▼
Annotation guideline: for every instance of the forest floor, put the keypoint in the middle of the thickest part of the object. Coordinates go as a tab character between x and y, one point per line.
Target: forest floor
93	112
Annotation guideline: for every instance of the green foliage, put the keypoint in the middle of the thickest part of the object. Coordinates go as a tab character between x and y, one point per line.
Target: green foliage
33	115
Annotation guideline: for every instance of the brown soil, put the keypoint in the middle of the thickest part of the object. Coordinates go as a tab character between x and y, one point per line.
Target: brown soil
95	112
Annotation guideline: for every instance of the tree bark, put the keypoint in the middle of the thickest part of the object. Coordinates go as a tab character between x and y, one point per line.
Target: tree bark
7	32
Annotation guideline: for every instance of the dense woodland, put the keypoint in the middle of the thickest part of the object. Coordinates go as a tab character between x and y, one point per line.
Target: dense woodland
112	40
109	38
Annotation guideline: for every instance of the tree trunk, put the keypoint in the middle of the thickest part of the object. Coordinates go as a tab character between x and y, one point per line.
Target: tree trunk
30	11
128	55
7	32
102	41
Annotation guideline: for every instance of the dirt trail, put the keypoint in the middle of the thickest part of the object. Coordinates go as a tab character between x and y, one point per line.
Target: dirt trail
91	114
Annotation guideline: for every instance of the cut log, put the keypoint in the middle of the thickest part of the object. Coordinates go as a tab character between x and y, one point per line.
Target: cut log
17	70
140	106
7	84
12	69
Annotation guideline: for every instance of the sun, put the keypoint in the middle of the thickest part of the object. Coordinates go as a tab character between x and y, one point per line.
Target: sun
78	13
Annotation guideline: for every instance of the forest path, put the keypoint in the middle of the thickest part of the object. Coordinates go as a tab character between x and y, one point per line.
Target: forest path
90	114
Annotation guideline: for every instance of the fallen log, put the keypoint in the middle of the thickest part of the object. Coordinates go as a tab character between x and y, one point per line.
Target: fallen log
▲
# [What you are asked to do]
Please reproduce the stretch from the line containing "Annotation guideline: for every instance of the forest path, put" through the end of the records, changing "fallen log" to "downed log" and keeping everything else the same.

# [Answer for the task]
Annotation guideline: for every instance of the forest path, put the keypoint in the middle of the thickest part of the object. Coordinates go as a tab character between x and y, one point per line.
Target: forest path
90	114
Annotation guideline: for every instance of the downed log, put the keypoint in the middle of the thickest part of the object. Coordinates go as a tab character between x and y, one point per line.
Target: downed log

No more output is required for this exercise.